- _Recorded information_

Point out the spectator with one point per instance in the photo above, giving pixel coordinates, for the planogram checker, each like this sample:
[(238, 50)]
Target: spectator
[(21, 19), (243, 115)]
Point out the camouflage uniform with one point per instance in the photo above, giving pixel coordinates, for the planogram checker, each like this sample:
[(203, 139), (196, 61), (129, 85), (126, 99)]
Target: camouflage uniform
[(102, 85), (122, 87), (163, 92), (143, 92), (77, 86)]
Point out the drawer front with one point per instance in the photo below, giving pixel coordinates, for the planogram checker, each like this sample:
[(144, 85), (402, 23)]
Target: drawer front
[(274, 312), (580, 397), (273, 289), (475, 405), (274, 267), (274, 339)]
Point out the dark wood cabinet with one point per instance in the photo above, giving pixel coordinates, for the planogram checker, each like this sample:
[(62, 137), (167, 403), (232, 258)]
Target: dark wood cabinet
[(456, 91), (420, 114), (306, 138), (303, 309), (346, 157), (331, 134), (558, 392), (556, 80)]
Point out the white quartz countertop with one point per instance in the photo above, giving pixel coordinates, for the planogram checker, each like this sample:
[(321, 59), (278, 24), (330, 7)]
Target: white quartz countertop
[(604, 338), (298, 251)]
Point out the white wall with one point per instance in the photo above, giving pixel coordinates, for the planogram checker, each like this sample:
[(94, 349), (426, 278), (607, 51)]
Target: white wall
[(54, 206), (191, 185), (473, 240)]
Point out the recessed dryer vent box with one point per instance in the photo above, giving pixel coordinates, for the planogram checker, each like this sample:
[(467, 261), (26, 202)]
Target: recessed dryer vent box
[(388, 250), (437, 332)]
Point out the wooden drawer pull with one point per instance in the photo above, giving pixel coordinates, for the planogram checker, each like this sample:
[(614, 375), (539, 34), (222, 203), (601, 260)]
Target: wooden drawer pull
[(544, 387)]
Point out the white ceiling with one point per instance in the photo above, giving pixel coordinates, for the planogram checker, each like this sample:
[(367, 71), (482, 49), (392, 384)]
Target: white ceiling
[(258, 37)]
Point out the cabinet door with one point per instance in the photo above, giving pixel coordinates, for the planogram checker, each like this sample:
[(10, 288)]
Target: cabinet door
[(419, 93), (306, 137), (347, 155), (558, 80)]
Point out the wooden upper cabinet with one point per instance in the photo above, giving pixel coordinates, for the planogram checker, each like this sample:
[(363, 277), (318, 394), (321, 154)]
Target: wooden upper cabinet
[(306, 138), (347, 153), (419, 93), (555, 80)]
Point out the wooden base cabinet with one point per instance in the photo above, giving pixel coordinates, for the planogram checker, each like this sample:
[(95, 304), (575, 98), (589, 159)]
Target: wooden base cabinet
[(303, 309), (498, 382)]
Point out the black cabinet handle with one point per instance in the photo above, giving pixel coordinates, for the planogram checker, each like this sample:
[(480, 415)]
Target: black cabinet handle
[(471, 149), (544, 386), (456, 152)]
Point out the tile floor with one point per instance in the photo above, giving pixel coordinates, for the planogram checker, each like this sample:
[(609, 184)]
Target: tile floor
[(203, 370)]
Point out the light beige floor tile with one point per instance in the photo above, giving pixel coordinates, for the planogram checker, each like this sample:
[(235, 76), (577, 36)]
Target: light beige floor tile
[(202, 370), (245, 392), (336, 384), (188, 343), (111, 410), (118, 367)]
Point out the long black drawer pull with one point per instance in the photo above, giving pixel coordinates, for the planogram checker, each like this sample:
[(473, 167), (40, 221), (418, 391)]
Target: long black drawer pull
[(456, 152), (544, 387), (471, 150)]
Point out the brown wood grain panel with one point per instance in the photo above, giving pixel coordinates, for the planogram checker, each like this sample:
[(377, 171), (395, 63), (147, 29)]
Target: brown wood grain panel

- _Aim of the task_
Reproduce the stretch of records from the line containing "Point out the long" through the line containing "[(456, 152), (544, 387), (471, 150)]", scaling every pixel coordinate in the answers by 2.15 and rounding to whole numbers, with halves rounded up. Keep the requests and their sample coordinates as they are.

- _Response below_
Point out the long black drawer pull with one point per instance in the photo above, giving pixel coordinates, for the planogram checker, each like this sample:
[(473, 167), (40, 221), (418, 391)]
Target: long black drawer pull
[(980, 327), (1170, 832), (1013, 323)]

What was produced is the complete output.